Luego llegó el periodo de revelación. Este fue de los difíciles. Empezó con el mes de Abril y las clases virtuales. Parecía que iba a ser fácil, la primera semana los profesores solo nos motivaron a no desanimarnos. Las clases fueron más cortas y algunas ni siquiera fueron sincrónicas. Tal vez esto me hizo bajar un poco la guardia, porque mientras todos iban acostumbrándose, a mi me iba costando cada vez más. Se me acomulaban las lecturas, los trabajos y no alcanzaba a estudiar para algunas evaluaciones. Aunque me sentara a trabajar, me costaba mantener la concentración. A veces desviaba mi atención a las constantes conversaciones, la música proveniente de la sala, mi primito molestando a los perros o simplemente me veía interrumpido por el almuerzo. Fue una semana completa de caos.
_ _ _ _
> Explora el material
• a. Según el relato sobre las clases virtuales, ¿en qué mes empezaron esas clases?
• b. Indica si cada afirmación concuerda con el relato sobre las clases virtuales y cita las palabras que lo deciden: (i) La primera semana, los profesores solo motivaron a los alumnos a no desanimarse. (ii) Las clases fueron más largas. (iii) Todas las clases fueron sincrónicas.
• c. Por favor, prosigue el relato sobre las clases virtuales a partir de su última oración.
Los datos son un material aparte del relato sobre las clases virtuales.
_ _ _ _
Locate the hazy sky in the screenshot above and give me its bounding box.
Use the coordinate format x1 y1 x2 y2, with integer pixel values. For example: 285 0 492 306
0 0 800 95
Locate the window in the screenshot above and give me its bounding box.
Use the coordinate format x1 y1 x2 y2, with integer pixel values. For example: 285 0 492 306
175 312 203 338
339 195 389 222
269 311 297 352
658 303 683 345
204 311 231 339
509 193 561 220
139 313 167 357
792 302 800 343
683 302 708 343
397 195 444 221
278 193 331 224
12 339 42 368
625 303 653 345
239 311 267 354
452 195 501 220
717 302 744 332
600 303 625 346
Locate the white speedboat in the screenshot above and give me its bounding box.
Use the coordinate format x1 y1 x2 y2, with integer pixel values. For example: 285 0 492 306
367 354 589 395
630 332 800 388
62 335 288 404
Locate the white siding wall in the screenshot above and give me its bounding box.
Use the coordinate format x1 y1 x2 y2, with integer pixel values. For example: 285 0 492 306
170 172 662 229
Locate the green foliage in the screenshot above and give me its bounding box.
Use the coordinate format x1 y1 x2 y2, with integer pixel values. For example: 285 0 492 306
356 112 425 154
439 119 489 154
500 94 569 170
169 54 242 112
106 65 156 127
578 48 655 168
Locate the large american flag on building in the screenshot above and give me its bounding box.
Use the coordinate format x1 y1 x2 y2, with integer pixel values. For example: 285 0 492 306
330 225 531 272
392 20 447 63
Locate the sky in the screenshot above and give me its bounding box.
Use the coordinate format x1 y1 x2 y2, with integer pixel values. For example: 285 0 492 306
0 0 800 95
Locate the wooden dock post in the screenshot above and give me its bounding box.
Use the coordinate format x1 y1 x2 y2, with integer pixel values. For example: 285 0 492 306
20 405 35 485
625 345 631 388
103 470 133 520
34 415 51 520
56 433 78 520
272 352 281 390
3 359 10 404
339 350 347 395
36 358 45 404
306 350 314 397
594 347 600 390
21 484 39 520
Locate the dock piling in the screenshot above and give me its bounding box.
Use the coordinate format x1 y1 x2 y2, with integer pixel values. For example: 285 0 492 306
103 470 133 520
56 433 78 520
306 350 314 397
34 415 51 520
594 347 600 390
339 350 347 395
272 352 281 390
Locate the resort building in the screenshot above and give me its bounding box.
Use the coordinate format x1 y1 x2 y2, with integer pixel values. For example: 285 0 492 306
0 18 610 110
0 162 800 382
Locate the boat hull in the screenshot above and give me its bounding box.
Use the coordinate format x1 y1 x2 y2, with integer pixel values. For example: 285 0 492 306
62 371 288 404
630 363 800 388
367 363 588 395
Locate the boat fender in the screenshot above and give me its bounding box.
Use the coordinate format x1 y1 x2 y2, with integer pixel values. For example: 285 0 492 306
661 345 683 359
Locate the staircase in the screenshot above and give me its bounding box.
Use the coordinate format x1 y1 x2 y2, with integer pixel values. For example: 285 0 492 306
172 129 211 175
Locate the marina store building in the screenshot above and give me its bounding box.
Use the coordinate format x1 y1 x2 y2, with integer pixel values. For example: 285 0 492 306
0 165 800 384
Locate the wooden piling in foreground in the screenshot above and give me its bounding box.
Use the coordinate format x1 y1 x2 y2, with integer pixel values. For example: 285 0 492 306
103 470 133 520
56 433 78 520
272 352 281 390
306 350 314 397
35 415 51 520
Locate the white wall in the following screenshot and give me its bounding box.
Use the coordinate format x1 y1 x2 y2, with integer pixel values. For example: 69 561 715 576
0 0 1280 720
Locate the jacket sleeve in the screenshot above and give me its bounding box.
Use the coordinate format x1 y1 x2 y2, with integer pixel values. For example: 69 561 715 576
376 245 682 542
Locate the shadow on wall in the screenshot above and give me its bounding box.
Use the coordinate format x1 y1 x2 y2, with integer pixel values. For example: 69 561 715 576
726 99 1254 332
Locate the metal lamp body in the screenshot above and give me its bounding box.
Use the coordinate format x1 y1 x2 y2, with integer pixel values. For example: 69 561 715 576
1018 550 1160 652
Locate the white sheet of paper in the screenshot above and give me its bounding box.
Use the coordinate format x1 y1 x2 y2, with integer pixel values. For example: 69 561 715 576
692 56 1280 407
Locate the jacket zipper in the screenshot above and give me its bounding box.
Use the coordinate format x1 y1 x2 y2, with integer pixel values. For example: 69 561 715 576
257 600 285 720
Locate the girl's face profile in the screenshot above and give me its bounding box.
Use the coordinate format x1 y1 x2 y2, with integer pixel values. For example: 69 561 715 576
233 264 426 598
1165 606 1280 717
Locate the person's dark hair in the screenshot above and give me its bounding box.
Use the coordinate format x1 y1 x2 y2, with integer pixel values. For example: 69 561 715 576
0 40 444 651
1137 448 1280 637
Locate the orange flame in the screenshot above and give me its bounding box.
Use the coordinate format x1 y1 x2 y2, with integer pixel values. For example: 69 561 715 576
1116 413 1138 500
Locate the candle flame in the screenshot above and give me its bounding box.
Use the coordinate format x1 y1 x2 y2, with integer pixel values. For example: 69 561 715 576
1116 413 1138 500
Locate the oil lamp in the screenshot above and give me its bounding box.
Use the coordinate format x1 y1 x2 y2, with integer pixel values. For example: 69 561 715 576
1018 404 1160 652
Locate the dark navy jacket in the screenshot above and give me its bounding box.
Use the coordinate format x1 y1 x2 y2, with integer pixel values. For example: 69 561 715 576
_ _ _ _
> Resultados de tareas
• a. En el mes de abril.

• b.
(i) Sí: "la primera semana los profesores solo nos motivaron a no desanimarnos".
(ii) No: "Las clases fueron más cortas".
(iii) No: "algunas ni siquiera fueron sincrónicas".

• c.
Le escribí a mi antigua psicóloga y resulta que el TDAH (Trastorno por Déficit de Atención e Hiperactividad), que me diagnosticó (con tendencia depresiva) hace varios años, se pronunció un poco por el cambio drástico que estaba viviendo. Básicamente, el TDAH es un trastorno en el desarrollo neuronal que, como su nombre lo dice, afecta la capacidad de atención de la persona, de controlar conductas impulsivas y/o la hace extremadamente activa.

En mi caso, tengo más problemas con la atención y la impulsividad. Es mi don. Tengo la maravillosa habilidad de leer un texto en voz alta y tener la mente en la casa de gomitas de la calle de la piruleta, pensando en algún chiste o recitando mentalmente el diálogo de la interrogación que le hace Lord Farquaad a la galletita de jengibre en la primera película de Shrek.

La etapa más larga fue la de negación, perdí completa noción del tiempo. Pasé de dejar mis trabajos para el último momento de entrega a directamente no hacerlos. En mi mente, no tenía tiempo. Mi horario estaba lleno. El tiempo entre cocinar el almuerzo y sacar a los perros a pasear era muy corto para trabajar; entre reposar la caminata y ver videos de youtube, me tenía que bañar; y entre jugar videojuegos y dormir, estaban las videollamadas.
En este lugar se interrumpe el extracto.